▶ _EXERCISE BRIEF_
Pull out every line of the rows below that contains the string "building", and copy each one in full.

(Pointing rows)
☆ ☆ ☆ ☆ ☆

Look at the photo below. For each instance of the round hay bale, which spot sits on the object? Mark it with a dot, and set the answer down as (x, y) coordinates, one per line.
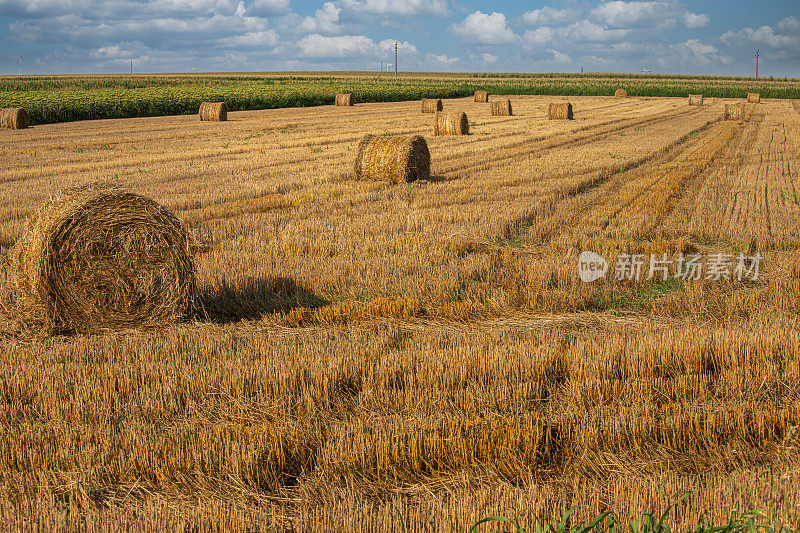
(430, 105)
(214, 111)
(101, 258)
(344, 99)
(501, 108)
(13, 118)
(455, 123)
(394, 158)
(734, 111)
(559, 111)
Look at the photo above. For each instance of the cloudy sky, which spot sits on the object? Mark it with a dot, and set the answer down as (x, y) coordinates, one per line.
(671, 36)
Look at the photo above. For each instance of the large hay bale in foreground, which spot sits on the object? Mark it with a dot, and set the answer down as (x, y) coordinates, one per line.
(455, 123)
(102, 258)
(559, 111)
(501, 108)
(430, 105)
(734, 111)
(13, 118)
(394, 158)
(213, 111)
(345, 99)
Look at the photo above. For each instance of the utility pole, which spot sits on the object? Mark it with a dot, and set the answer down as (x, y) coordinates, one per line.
(757, 63)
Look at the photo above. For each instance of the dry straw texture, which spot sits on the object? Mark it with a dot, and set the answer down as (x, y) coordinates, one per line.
(393, 158)
(344, 99)
(430, 105)
(213, 111)
(734, 111)
(101, 258)
(695, 99)
(501, 108)
(13, 118)
(560, 111)
(455, 123)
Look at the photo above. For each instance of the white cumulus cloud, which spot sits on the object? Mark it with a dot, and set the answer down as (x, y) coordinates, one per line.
(549, 15)
(484, 28)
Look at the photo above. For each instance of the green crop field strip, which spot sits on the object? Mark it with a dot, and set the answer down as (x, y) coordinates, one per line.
(63, 99)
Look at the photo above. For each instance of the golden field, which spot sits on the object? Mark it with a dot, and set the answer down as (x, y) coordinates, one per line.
(367, 351)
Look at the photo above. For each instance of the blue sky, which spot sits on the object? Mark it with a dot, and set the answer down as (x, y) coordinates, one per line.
(666, 36)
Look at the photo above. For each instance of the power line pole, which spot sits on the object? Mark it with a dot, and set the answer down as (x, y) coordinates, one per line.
(757, 63)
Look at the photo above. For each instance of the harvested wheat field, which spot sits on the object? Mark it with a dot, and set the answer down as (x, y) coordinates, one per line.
(366, 351)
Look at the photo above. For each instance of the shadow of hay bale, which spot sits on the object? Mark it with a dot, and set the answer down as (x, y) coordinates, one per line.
(253, 298)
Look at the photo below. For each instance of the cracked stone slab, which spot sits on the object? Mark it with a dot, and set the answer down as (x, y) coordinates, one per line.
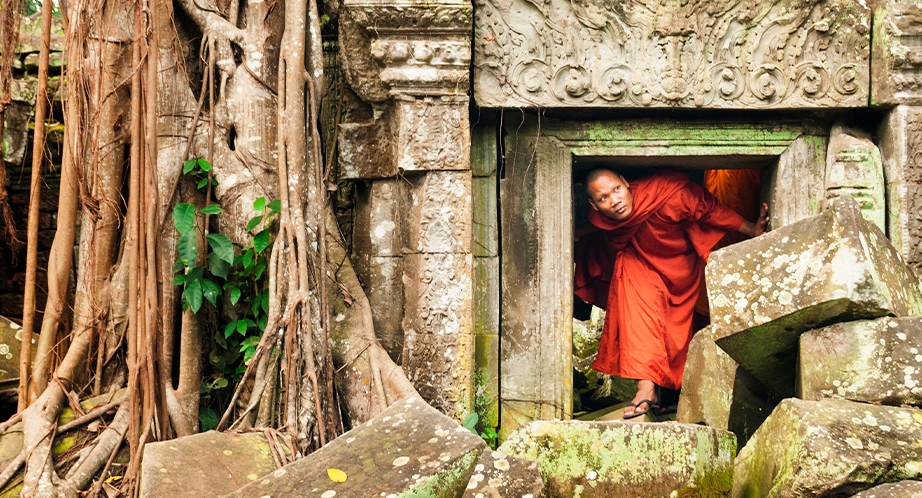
(606, 459)
(829, 268)
(209, 464)
(717, 392)
(829, 448)
(902, 489)
(498, 475)
(409, 449)
(873, 361)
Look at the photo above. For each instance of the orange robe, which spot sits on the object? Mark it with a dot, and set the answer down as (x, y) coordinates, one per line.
(645, 271)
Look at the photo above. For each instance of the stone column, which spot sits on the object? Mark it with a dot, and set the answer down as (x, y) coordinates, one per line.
(897, 81)
(417, 150)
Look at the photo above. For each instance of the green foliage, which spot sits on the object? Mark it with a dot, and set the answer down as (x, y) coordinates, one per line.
(231, 278)
(488, 434)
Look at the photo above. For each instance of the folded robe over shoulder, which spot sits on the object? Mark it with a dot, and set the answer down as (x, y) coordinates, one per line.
(645, 272)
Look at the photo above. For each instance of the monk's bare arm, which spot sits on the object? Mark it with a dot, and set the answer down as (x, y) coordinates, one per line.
(751, 229)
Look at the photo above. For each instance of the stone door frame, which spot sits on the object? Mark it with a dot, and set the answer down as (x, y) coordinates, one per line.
(536, 220)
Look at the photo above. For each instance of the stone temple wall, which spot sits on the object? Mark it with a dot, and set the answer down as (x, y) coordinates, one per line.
(426, 234)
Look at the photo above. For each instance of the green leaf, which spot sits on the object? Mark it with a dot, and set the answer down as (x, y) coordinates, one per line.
(184, 217)
(261, 241)
(470, 422)
(208, 419)
(221, 246)
(188, 248)
(254, 222)
(210, 290)
(260, 268)
(187, 166)
(235, 295)
(217, 266)
(249, 342)
(211, 209)
(193, 295)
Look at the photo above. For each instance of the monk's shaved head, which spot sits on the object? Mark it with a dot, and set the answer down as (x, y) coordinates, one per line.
(598, 173)
(609, 194)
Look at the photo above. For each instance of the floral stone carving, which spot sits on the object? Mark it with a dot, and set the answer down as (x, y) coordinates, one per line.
(637, 53)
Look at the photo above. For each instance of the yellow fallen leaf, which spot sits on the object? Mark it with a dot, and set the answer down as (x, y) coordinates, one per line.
(336, 475)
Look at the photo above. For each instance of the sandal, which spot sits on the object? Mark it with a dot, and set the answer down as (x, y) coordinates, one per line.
(650, 406)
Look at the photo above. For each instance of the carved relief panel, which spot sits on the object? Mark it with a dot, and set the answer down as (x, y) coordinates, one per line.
(670, 53)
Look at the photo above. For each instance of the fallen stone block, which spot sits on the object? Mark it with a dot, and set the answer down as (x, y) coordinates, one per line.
(830, 268)
(409, 449)
(717, 392)
(874, 361)
(902, 489)
(209, 464)
(606, 459)
(829, 448)
(498, 475)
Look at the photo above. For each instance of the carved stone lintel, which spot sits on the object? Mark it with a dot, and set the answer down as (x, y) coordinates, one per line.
(629, 53)
(897, 54)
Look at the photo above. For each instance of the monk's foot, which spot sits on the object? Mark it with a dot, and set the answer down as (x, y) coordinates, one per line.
(644, 400)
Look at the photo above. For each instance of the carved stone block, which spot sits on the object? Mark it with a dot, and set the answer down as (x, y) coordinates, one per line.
(438, 353)
(439, 216)
(366, 151)
(900, 146)
(380, 218)
(897, 53)
(433, 134)
(853, 167)
(626, 53)
(796, 182)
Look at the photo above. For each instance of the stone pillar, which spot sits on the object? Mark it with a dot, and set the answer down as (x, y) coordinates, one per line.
(417, 153)
(897, 81)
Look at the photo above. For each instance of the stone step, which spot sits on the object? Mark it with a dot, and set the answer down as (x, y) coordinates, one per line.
(829, 448)
(206, 465)
(498, 475)
(617, 459)
(409, 449)
(902, 489)
(874, 361)
(717, 392)
(830, 268)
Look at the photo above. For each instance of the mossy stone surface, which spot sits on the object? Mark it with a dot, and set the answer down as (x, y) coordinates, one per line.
(830, 268)
(717, 392)
(409, 450)
(873, 361)
(209, 464)
(607, 459)
(829, 448)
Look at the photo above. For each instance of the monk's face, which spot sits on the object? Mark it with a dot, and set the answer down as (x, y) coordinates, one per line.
(609, 195)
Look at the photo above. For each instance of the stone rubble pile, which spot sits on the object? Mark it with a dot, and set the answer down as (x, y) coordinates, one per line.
(823, 316)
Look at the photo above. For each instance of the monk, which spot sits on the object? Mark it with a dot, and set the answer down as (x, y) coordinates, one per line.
(644, 266)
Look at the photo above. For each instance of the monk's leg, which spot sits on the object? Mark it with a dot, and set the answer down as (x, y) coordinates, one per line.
(646, 391)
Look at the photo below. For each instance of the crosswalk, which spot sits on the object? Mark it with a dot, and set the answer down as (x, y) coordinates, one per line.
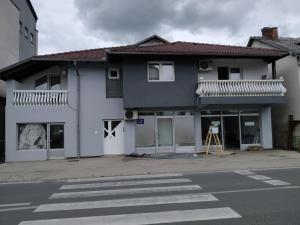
(183, 200)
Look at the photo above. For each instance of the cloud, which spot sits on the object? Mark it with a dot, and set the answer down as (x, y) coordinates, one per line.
(80, 24)
(135, 19)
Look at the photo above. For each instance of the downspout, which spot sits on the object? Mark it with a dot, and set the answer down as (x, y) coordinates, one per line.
(78, 110)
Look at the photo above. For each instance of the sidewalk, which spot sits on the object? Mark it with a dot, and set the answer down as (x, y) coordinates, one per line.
(119, 165)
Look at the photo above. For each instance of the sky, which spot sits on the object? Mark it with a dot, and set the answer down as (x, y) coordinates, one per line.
(67, 25)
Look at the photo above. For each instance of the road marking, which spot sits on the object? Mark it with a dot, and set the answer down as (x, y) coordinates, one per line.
(259, 177)
(156, 200)
(276, 182)
(252, 190)
(18, 208)
(15, 204)
(125, 191)
(21, 182)
(145, 218)
(125, 177)
(124, 183)
(244, 172)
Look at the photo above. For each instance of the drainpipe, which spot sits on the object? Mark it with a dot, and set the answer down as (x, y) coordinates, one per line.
(78, 109)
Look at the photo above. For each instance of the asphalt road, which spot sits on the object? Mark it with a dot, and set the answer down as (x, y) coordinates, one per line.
(256, 197)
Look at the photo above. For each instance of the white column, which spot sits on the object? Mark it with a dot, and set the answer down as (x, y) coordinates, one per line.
(266, 128)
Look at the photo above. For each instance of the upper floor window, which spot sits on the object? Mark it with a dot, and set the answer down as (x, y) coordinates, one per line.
(48, 82)
(26, 32)
(31, 37)
(161, 71)
(226, 73)
(21, 27)
(114, 73)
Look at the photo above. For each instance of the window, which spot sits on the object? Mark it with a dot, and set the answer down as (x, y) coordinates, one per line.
(35, 136)
(226, 73)
(26, 33)
(161, 71)
(21, 27)
(55, 83)
(48, 82)
(31, 37)
(56, 136)
(41, 83)
(32, 136)
(235, 74)
(250, 129)
(113, 73)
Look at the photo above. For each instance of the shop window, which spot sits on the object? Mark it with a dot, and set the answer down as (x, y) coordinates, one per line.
(145, 132)
(250, 129)
(56, 136)
(32, 136)
(206, 122)
(184, 130)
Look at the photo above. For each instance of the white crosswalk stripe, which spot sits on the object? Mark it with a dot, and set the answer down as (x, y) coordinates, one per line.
(170, 193)
(145, 218)
(125, 191)
(156, 200)
(146, 176)
(124, 183)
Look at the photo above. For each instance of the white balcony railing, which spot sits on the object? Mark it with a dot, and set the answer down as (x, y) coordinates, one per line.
(223, 88)
(40, 98)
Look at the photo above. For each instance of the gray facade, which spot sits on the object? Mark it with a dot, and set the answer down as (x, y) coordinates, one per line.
(139, 93)
(76, 108)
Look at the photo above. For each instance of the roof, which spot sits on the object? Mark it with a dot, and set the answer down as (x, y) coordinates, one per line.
(289, 44)
(201, 49)
(175, 48)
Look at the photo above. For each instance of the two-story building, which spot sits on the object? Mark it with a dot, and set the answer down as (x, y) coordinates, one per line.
(150, 97)
(289, 68)
(18, 41)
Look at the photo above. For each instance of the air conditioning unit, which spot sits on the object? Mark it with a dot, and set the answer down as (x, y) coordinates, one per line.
(205, 65)
(131, 115)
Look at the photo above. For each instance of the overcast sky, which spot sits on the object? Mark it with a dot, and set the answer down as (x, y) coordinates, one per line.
(66, 25)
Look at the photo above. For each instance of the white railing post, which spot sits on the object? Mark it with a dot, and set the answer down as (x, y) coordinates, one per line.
(223, 88)
(40, 97)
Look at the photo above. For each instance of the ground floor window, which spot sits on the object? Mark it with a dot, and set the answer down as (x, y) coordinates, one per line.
(35, 136)
(236, 127)
(208, 121)
(32, 136)
(56, 136)
(165, 129)
(250, 129)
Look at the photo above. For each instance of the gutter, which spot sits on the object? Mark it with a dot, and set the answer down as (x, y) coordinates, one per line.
(78, 109)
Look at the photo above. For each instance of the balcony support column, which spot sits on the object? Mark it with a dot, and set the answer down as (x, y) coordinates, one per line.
(274, 75)
(266, 128)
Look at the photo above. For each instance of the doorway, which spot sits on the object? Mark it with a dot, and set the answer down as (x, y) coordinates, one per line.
(113, 143)
(231, 132)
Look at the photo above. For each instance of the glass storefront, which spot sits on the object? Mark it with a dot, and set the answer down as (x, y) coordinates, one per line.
(165, 129)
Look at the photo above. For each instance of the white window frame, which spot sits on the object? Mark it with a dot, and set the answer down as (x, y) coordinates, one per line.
(49, 75)
(113, 69)
(160, 64)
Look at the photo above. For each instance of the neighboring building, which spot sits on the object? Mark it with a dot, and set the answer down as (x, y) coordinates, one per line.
(289, 68)
(73, 104)
(18, 41)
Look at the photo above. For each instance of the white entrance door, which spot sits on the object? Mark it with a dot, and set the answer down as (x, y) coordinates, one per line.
(113, 143)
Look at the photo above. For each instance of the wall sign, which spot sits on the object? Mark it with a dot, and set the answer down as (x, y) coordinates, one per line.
(140, 121)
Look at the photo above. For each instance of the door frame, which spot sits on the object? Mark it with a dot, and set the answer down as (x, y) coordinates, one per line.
(103, 132)
(157, 147)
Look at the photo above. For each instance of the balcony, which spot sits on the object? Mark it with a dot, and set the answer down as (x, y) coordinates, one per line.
(241, 91)
(40, 97)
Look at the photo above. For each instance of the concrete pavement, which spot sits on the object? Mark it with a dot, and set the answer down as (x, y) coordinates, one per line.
(120, 165)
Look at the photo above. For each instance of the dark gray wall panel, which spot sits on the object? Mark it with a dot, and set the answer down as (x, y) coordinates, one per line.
(139, 93)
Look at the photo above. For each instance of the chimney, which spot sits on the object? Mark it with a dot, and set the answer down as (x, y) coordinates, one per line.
(270, 33)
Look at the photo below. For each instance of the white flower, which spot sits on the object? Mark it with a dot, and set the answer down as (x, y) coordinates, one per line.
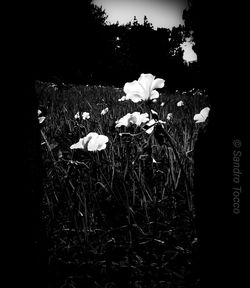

☆ ☆ ☆ ☆ ☆

▶ _THE REPLY_
Look at the photo above. For each instance of the two-story building, which spot sits on the object? Mark it with a dot, and set the answer down as (x, y) coordinates, one per line.
Look at the photo above. For each instance of the neighboring building, which spot sits on the object? Mark it with a dot, and set the answer down as (x, y) coordinates, one per line.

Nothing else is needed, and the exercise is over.